設定課題 1: 引用文によると、「二重噛合状態」が作り出される瞬間には何が起こりますか。

従来より、複数の変速段を有する変速機と、車両の動力源の駆動出力軸と前記変速機の入力軸との間に介装されたクラッチと、を備え、前記変速機及び前記クラッチをアクチュエータで制御する、車両の動力伝達制御装置が広く知られている(例えば、特許文献1、2を参照)。
上記文献に記載された装置の変速機では、各変速段について、互いに常時噛合する固定ギヤ及び遊転ギヤが備えられる。加えて、各遊転ギヤをその遊転ギヤが設けられた対応軸に対して相対回転不能に固定するための、対応軸のハブに嵌合する軸方向に移動可能な複数のスリーブが備えられる。複数の変速段のうちの1つの変速段に対応するスリーブがその変速段の遊転ギヤと係合する位置(係合位置)にあり、且つ、残りのスリーブが対応する遊転ギヤと係合しない位置(中立位置)にある状態において、その変速段が実現される。
従来は、「実現される変速段」を高速側に変更する変速作動(以下、「シフトアップ」と呼ぶ)、及び、「実現される変速段」を低速側に変更する変速作動(以下、「シフトダウン」と呼ぶ)を行う度に、クラッチを一時的に分断状態に調整していた。しかしながら、この構成では、クラッチが分断状態に調整されている間に亘って、動力源の駆動トルクの駆動輪への伝達が途切れてしまう、という問題が発生し得る。
これに対し、上記文献に記載された装置では、「シフトアップ」を実行する際、クラッチを接合状態に維持しながら、変速前の変速段に対応するスリーブが「係合位置」から「中立位置」に向けて駆動されるとともに変速後の変速段に対応するスリーブが「中立位置」から「係合位置」に向けて駆動される。この結果、シフトアップが瞬時に実行され得る。この結果、駆動源の加速方向の駆動トルクを途切れなく駆動輪に伝達しながら(所謂「シームレス」の)シフトアップを達成することができる。
しかしながら、上記のように瞬時にシフトアップが実行されるその瞬間において、所謂「二重噛合状態」が作り出される。この「二重噛合状態」が作り出される瞬間には、互いに噛合う歯面同士が激しく衝突する。この結果、衝撃波が発生し易い。この衝撃波は、過大な音及び振動の発生原因となり、従って、車両の乗員を不快に感じさせる原因の一つとなっている。
特表2010−510464号公報 特表2009−536713号公報
本発明は、上記の点に鑑みてなされたものであり、その目的は、過大な音及び振動が発生せず、且つ、シームレスのシフトアップ及びシフトダウンを達成できる、車両の動力伝達制御装置を提供することにある。

利用可能なデータ:
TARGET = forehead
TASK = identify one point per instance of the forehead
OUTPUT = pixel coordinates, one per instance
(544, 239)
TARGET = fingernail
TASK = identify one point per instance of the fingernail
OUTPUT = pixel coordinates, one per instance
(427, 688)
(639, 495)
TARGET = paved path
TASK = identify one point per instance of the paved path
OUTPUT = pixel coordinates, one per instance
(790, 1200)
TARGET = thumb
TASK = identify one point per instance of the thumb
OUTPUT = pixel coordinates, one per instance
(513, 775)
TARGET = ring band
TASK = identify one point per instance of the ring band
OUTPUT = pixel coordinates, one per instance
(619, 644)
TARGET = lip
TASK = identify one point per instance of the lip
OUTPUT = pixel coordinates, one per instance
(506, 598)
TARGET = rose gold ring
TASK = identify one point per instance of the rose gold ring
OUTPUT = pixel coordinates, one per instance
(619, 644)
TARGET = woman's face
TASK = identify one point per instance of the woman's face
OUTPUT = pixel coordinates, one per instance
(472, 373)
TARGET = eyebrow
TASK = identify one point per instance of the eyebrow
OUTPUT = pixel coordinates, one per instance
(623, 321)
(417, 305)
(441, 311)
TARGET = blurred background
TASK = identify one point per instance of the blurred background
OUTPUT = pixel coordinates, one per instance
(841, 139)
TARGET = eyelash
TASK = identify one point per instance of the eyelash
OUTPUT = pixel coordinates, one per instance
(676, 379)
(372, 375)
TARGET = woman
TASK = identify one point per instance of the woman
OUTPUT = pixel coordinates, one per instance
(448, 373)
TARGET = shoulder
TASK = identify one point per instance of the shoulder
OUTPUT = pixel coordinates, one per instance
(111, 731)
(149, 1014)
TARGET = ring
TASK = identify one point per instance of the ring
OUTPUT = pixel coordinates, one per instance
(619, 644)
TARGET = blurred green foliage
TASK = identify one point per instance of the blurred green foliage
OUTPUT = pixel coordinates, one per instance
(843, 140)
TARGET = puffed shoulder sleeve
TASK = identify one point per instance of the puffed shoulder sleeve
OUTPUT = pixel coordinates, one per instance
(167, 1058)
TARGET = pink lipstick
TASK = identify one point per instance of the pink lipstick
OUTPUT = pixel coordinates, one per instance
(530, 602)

設定課題 2: 記録のうち、「TARGET = pink lipstick」を含む行から始まり記録の末尾で終わる部分だけを、指示の行も含めて再度示してください。その際、解答の座標値はすべて1.75倍し、整数に四捨五入してください(端数0.5は切り上げ)。

出力結果 1: 互いに噛合う歯面同士が激しく衝突します。

出力結果 2:
TARGET = pink lipstick
TASK = identify one point per instance of the pink lipstick
OUTPUT = pixel coordinates, one per instance
(928, 1054)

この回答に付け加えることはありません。